### [УСЛОВИЕ ЗАДАНИЯ]
Замените «outline» на «boundary» в данных от самого начала до строки с «9 49 L 7 49» включительно и приведите этот фрагмент целиком, больше ничего не меняя.

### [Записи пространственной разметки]
═══
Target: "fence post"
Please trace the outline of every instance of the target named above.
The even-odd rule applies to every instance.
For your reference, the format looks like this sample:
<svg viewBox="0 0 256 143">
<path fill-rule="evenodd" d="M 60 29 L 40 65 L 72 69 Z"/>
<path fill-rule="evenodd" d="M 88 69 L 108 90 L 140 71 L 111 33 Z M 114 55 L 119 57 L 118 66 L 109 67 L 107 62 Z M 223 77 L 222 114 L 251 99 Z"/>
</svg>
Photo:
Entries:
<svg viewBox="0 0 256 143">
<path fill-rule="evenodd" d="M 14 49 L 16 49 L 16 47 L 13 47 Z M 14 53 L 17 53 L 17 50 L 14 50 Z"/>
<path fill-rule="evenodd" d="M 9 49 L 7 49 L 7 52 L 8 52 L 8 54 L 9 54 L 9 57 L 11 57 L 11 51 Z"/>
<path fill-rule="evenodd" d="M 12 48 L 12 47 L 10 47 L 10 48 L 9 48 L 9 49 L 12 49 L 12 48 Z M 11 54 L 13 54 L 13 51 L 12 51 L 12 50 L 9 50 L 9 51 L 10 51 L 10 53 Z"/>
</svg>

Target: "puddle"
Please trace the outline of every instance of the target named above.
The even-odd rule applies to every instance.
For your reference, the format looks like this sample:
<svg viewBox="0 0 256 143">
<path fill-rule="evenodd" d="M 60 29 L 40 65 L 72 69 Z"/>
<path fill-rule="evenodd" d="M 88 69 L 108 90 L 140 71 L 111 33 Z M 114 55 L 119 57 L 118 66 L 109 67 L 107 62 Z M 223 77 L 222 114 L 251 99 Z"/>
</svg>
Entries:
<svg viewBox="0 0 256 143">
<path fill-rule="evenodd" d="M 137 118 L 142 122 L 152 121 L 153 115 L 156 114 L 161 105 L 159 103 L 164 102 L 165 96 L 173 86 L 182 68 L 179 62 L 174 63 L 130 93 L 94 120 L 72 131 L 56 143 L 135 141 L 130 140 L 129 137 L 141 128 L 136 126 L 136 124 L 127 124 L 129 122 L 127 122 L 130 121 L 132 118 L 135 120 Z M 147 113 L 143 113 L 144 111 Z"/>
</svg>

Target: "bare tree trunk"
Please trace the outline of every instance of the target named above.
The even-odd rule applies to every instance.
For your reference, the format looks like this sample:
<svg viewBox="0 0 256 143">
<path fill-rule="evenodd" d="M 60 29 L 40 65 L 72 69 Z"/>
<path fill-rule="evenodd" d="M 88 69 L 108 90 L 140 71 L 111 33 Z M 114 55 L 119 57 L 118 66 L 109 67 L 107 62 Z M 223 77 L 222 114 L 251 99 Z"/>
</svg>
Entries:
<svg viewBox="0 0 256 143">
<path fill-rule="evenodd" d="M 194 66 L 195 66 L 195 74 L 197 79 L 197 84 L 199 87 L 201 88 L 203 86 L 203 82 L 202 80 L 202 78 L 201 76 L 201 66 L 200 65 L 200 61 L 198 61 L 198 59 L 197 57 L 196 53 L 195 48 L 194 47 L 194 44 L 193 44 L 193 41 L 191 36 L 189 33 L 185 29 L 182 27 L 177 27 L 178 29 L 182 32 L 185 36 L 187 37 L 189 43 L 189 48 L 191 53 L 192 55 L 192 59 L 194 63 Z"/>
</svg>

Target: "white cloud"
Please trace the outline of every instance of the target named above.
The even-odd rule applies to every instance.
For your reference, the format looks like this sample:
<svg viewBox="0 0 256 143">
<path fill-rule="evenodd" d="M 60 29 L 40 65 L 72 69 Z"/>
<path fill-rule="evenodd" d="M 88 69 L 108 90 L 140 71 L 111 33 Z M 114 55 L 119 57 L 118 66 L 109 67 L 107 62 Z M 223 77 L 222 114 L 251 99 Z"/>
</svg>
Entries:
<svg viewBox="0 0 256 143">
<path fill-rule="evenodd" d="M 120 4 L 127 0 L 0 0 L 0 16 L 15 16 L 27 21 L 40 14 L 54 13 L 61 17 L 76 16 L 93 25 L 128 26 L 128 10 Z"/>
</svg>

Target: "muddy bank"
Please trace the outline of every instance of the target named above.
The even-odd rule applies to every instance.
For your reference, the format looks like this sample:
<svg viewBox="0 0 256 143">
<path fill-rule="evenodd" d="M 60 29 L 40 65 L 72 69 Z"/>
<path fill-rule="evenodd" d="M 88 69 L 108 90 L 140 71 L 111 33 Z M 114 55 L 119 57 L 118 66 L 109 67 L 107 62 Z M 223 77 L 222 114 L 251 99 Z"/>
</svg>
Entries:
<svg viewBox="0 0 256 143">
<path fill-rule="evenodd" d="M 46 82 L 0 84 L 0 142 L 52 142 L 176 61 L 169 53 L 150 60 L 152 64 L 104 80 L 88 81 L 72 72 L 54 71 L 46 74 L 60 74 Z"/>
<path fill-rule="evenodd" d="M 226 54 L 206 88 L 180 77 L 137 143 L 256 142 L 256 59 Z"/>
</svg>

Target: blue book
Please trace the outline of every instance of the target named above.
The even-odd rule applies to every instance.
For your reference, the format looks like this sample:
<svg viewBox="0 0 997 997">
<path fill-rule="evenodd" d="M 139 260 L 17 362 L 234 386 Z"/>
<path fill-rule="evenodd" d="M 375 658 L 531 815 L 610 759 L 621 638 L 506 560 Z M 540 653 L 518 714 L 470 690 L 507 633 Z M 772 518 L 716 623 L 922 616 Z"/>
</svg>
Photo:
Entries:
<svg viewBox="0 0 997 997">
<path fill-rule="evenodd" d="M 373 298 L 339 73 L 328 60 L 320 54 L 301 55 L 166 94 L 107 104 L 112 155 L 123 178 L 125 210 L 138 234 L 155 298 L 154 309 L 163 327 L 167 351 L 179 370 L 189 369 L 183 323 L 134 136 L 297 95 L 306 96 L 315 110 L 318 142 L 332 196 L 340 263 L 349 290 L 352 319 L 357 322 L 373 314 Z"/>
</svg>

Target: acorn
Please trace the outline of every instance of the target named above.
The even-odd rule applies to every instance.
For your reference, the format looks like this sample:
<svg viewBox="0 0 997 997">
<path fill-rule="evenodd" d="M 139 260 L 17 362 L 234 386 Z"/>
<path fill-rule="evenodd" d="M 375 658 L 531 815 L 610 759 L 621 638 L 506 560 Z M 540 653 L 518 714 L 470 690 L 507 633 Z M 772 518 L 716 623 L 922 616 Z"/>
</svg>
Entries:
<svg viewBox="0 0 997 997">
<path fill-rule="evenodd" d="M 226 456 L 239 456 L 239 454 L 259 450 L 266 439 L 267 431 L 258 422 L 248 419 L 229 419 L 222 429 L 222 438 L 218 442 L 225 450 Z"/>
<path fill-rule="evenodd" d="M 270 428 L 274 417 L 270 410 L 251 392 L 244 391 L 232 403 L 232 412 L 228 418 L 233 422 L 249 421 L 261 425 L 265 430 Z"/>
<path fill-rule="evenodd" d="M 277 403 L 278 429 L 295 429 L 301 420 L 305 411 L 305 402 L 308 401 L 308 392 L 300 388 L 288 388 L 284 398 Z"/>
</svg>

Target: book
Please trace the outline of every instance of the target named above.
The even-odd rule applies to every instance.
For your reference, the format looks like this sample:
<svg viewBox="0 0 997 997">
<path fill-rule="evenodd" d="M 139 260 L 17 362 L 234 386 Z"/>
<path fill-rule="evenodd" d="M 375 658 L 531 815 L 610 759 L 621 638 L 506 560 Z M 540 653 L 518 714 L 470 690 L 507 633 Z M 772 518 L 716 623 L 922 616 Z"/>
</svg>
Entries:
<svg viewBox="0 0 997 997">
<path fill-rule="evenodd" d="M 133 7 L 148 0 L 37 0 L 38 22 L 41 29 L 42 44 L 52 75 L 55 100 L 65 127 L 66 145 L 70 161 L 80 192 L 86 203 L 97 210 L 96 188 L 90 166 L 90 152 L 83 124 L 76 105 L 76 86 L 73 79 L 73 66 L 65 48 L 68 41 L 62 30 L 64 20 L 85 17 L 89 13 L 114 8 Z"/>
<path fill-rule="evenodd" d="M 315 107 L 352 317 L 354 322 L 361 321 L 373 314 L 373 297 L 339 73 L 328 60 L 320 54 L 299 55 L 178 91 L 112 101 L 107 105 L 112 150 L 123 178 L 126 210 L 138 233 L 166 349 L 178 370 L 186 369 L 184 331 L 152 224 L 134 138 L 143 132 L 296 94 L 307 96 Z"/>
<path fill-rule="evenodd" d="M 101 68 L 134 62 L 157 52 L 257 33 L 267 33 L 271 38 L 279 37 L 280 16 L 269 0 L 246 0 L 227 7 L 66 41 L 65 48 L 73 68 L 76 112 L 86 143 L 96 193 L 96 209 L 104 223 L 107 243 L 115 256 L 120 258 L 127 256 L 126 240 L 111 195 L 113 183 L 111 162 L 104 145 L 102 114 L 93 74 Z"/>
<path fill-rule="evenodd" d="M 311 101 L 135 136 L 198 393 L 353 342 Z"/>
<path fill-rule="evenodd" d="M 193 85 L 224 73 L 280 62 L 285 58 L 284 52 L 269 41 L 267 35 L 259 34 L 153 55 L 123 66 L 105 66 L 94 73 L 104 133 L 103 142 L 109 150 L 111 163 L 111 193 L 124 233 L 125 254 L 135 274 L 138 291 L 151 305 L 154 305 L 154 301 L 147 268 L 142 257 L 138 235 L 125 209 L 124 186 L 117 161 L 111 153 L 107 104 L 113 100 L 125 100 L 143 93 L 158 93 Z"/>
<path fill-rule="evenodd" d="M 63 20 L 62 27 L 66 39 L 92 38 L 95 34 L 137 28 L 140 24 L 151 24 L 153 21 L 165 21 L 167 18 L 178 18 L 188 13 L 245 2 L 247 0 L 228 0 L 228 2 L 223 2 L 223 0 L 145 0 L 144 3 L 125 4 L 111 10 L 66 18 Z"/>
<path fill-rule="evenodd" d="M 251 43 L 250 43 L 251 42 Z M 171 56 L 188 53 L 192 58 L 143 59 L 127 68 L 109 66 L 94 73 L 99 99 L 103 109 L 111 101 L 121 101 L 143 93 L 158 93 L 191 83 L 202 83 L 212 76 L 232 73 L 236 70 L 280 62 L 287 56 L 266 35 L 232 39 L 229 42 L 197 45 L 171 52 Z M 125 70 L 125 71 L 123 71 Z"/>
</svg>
═══
### [ГОТОВОЕ РЕШЕНИЕ]
Target: "fence post"
Please trace the boundary of every instance of the target named above.
The even-odd rule applies to every instance.
For your reference, the format looks like this sample:
<svg viewBox="0 0 256 143">
<path fill-rule="evenodd" d="M 60 29 L 40 65 L 72 69 Z"/>
<path fill-rule="evenodd" d="M 88 69 L 108 90 L 140 71 L 111 33 Z M 114 55 L 119 57 L 118 66 L 109 67 L 107 62 Z M 223 77 L 222 114 L 251 99 Z"/>
</svg>
Photo:
Entries:
<svg viewBox="0 0 256 143">
<path fill-rule="evenodd" d="M 14 49 L 16 49 L 16 47 L 13 47 Z M 14 53 L 17 53 L 17 50 L 14 50 Z"/>
<path fill-rule="evenodd" d="M 9 49 L 7 49 L 7 52 L 8 52 L 8 54 L 9 54 L 9 57 L 11 57 L 11 51 Z"/>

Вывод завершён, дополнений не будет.